Exercise goal
Output the data below as a JSON array of strings, one string per line. Skip blank lines and leave out the pictures.

---*---

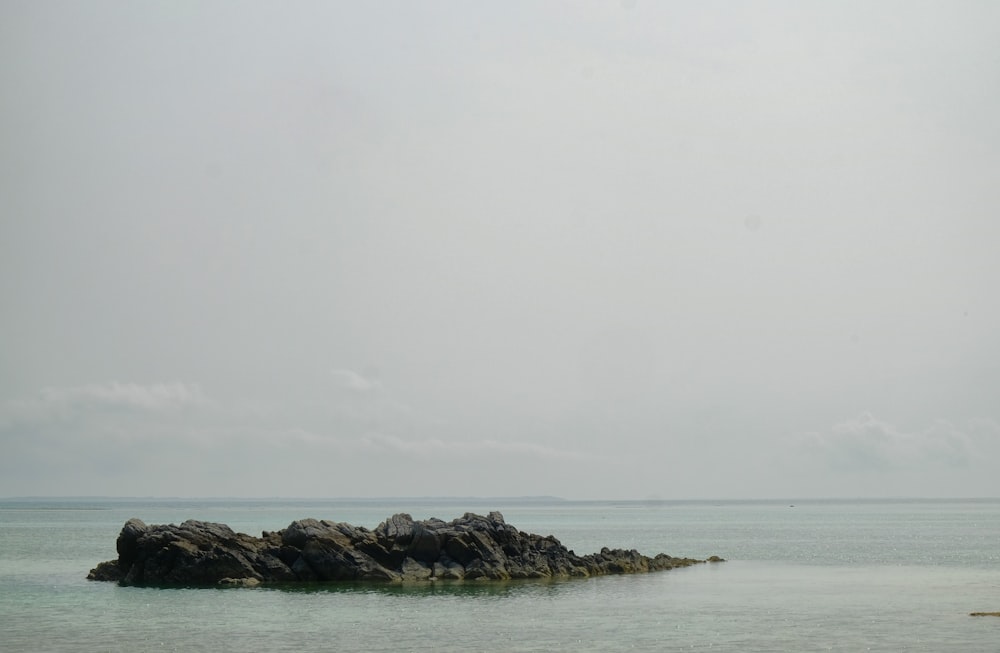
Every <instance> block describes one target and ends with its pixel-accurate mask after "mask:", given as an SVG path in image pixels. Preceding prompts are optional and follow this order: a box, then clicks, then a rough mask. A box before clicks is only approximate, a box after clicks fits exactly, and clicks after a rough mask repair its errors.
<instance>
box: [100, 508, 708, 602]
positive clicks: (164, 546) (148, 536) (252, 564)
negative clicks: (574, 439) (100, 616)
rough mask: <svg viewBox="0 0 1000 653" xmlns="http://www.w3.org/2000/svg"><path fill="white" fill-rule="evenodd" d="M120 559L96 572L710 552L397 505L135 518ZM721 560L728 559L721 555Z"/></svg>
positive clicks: (303, 581) (298, 569)
mask: <svg viewBox="0 0 1000 653" xmlns="http://www.w3.org/2000/svg"><path fill="white" fill-rule="evenodd" d="M117 549H118V559H117V560H110V561H108V562H102V563H100V564H99V565H97V567H95V568H94V569H92V570H91V572H90V574H89V575H88V576H87V578H89V579H91V580H102V581H115V582H118V583H120V584H123V585H233V586H248V587H251V586H255V585H258V584H260V583H281V582H323V581H380V582H404V581H406V582H409V581H434V580H472V579H487V580H507V579H512V578H565V577H586V576H601V575H605V574H630V573H644V572H650V571H661V570H664V569H673V568H674V567H686V566H689V565H692V564H695V563H699V562H704V561H703V560H693V559H691V558H674V557H672V556H668V555H666V554H663V553H661V554H659V555H656V556H655V557H652V558H650V557H648V556H645V555H642V554H641V553H639V552H638V551H635V550H634V549H633V550H628V551H626V550H623V549H608V548H604V549H601V551H600V552H599V553H593V554H590V555H585V556H579V555H576V554H575V553H573V552H572V551H570V550H569V549H567V548H566V547H564V546H563V545H562V544H561V543H560V542H559V540H557V539H556V538H554V537H552V536H551V535H550V536H546V537H542V536H540V535H533V534H530V533H525V532H522V531H519V530H517V529H516V528H514V527H513V526H510V525H509V524H507V523H506V522H504V519H503V515H501V514H500V513H499V512H491V513H490V514H489V515H487V516H485V517H484V516H482V515H476V514H473V513H466V514H465V515H464V516H462V517H459V518H457V519H454V520H452V521H450V522H445V521H442V520H440V519H428V520H426V521H414V520H413V518H412V517H410V516H409V515H407V514H398V515H393V516H392V517H390V518H389V519H387V520H386V521H384V522H382V523H381V524H379V525H378V526H377V527H375V529H374V530H368V529H366V528H362V527H359V526H352V525H350V524H346V523H343V522H339V523H335V522H331V521H327V520H316V519H302V520H299V521H294V522H292V523H291V524H289V526H288V527H287V528H285V529H284V530H281V531H275V532H268V531H265V532H264V533H263V534H262V536H261V537H259V538H258V537H252V536H250V535H246V534H243V533H236V532H234V531H233V530H232V529H230V528H229V527H228V526H226V525H225V524H216V523H211V522H202V521H195V520H188V521H186V522H184V523H183V524H181V525H179V526H176V525H173V524H168V525H154V526H147V525H146V524H145V523H143V522H142V521H141V520H139V519H130V520H128V521H127V522H126V523H125V526H124V527H123V528H122V531H121V534H120V535H119V536H118V541H117ZM712 560H720V559H719V558H717V557H716V556H713V557H712Z"/></svg>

---*---

Result for this exercise
[
  "Every <instance> block describes one target and ends with its pixel-accurate mask after \"mask:\", given as an SVG path in image pixels. Preceding prompts are optional and follow this order: a box, then clicks, then a rough mask. A box before clicks is only approximate, a box after clicks fits exactly, and clicks after a rough mask repair its errors.",
  "<instance>",
  "box: [100, 508, 708, 602]",
  "positive clicks: (164, 546) (148, 536) (252, 564)",
  "negative clicks: (574, 439) (100, 616)",
  "rough mask: <svg viewBox=\"0 0 1000 653\" xmlns=\"http://www.w3.org/2000/svg\"><path fill=\"white\" fill-rule=\"evenodd\" d=\"M120 559L96 572L710 552L397 505L135 518ZM721 560L728 559L721 555Z\"/></svg>",
  "positive clicks: (303, 581) (298, 569)",
  "mask: <svg viewBox=\"0 0 1000 653\" xmlns=\"http://www.w3.org/2000/svg\"><path fill=\"white\" fill-rule=\"evenodd\" d=\"M117 549H118V559H117V560H110V561H108V562H102V563H100V564H99V565H97V567H95V568H94V569H92V570H91V572H90V574H89V575H88V576H87V578H89V579H91V580H102V581H115V582H118V583H120V584H123V585H233V586H248V587H251V586H255V585H258V584H260V583H281V582H323V581H380V582H404V581H406V582H409V581H434V580H472V579H487V580H507V579H512V578H565V577H586V576H601V575H605V574H630V573H644V572H650V571H661V570H664V569H673V568H674V567H686V566H689V565H692V564H695V563H699V562H704V561H703V560H693V559H691V558H674V557H672V556H668V555H666V554H663V553H661V554H659V555H656V556H655V557H652V558H650V557H648V556H645V555H642V554H641V553H639V552H638V551H635V550H634V549H633V550H628V551H626V550H623V549H608V548H604V549H601V551H600V552H599V553H593V554H590V555H585V556H579V555H576V554H575V553H573V552H572V551H570V550H569V549H567V548H566V547H564V546H563V545H562V544H561V543H560V542H559V540H557V539H556V538H554V537H552V536H551V535H550V536H546V537H542V536H540V535H533V534H530V533H525V532H522V531H519V530H517V529H516V528H514V527H513V526H510V525H509V524H507V523H506V522H504V519H503V515H501V514H500V513H499V512H491V513H490V514H489V515H487V516H485V517H484V516H482V515H476V514H473V513H466V514H465V515H464V516H462V517H459V518H457V519H454V520H452V521H450V522H445V521H442V520H440V519H428V520H426V521H414V520H413V518H412V517H410V516H409V515H407V514H398V515H393V516H392V517H390V518H389V519H387V520H386V521H384V522H382V523H381V524H379V525H378V526H377V527H375V529H374V530H368V529H366V528H362V527H359V526H352V525H350V524H346V523H343V522H339V523H335V522H331V521H327V520H316V519H302V520H299V521H294V522H292V523H291V524H289V526H288V527H287V528H285V529H284V530H281V531H275V532H268V531H265V532H264V533H263V534H262V536H261V537H259V538H258V537H252V536H250V535H246V534H243V533H236V532H234V531H233V530H232V529H230V528H229V527H228V526H226V525H225V524H216V523H211V522H202V521H195V520H188V521H186V522H184V523H183V524H181V525H179V526H176V525H173V524H168V525H154V526H147V525H146V524H145V523H143V522H142V521H141V520H139V519H130V520H128V521H127V522H126V523H125V526H124V527H123V528H122V531H121V534H120V535H119V536H118V541H117ZM712 560H720V559H719V558H717V557H716V556H713V557H712Z\"/></svg>"
]